The tasks:
[1] From the post on pinging Sindice, reproduce the stretch from "Sindice Blog" through "well in Sindice.".
[2] Rewrite the paragraph in the post on pinging Sindice that begins "Pinging Sindice is simple" as a short list that keeps its main facts.

Provided passage:
-=-=-

Sindice Blog

  • Bring on them pings!

    Posted on Jun 9, 2009 with 1 comment

    In standard web search, we seldom need to obtain as results pages that were published just a few minutes ago.

    This is very different for semantic index that want to help you build applications that respond to “information out there”, possibly as quickly as possible. A way to make this happen is to efficiently process large amounts of “Pings”

    Pinging Sindice is simple… submit your url and find your page in the index 15 minutes later. Go to http://sindice.com/main/submit and paste in your url, or use the ping api described at http://sindice.com/developers/api

    At least that’s the theory. In practice this has historically never been working too well in Sindice.

    Up to two weeks ago.

    As normal, the story starts earlier. Three months ago I answered “yes” when Giovanni asked “can you fix our ping manager?”. I didn’t know what I was putting myself up for… but it’s fixed now and Giovanni is a happy man.

    Here’s how it works:

    1. Pings are received by a servlet and inserted into a mysql database with a status of ‘queued’.
    2. Every 5 minutes the ping manager wakes up and looks for any queued pings. For each ping:- change the ping status to ‘in_progress’
      - fetch the ping using any23
      - apply TBox reasoning, recursively loading referenced ontologies fetching any missing ontologies as required.
      - apply ABox reasoning
      - update the Sindice page repository
      - update the Sindice master index (SIREn)
      - change the ping status to ‘processed’.
    3. Every 20 minutes copy the master (writable) index to the slave (read-only) index.

    Some of the changes we’ve made recently to improve the ping manager are:

    1. A precise monitoring of each stage of the ping manager into our master control panel
    2. Reports and triggers when something goes wrong
    3. We added a ‘slow queue’ for large sets of pings. While we typically receive about 5000 pings each day, we have received as many as 100,000 from a single site! In these cases we move the large set of pings into the ‘slow queue’ allowing them to be processed with a lower priority than individual pings or smaller data sets.
    4. We’ve made many refactorings to process large ontologies and to limit ontology fetching recursion.

    As a work in progress, the upcoming improvements include:

    1. Batch processing of large sets of pings. We will fetch the pings with sindice crawler and process them in our hadoop cluster. Note that this is what is already happening now when Sindice processes large sites via semantic sitemaps ( http://sw.deri.org/2007/07/sitemapextension/ ) or blocks of crawled data. Once this is done, the single machine limit is overcome in terms of pings volume.
    2. Loopback from the ping manager into the crawler. We will use the pings as seeds for the sindice crawler which will navigate sites honouring the robots.txt file.
    3. Auto refresh of pings. We will refresh our index automatically after your site changes in order to maintain up-to-date results.

-=-=-

Dataset extract:

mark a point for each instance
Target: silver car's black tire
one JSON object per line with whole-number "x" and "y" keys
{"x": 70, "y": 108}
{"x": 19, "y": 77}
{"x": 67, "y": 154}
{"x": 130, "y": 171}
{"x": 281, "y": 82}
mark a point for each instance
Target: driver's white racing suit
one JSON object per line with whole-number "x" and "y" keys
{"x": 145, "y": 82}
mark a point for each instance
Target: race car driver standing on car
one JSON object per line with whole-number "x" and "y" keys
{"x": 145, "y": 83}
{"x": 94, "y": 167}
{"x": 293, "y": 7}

-=-=-

Outputs:
[1]
Sindice Blog

  • Bring on them pings!

    Posted on Jun 9, 2009 with 1 comment

    In standard web search, we seldom need to obtain as results pages that were published just a few minutes ago.

    This is very different for semantic index that want to help you build applications that respond to “information out there”, possibly as quickly as possible. A way to make this happen is to efficiently process large amounts of “Pings”

    Pinging Sindice is simple… submit your url and find your page in the index 15 minutes later. Go to http://sindice.com/main/submit and paste in your url, or use the ping api described at http://sindice.com/developers/api

    At least that’s the theory. In practice this has historically never been working too well in Sindice.

[2]
- Submit a URL, and the page shows up in the Sindice index 15 minutes later.
- To submit, paste the URL in at http://sindice.com/main/submit.
- Alternatively, use the ping API described at http://sindice.com/developers/api.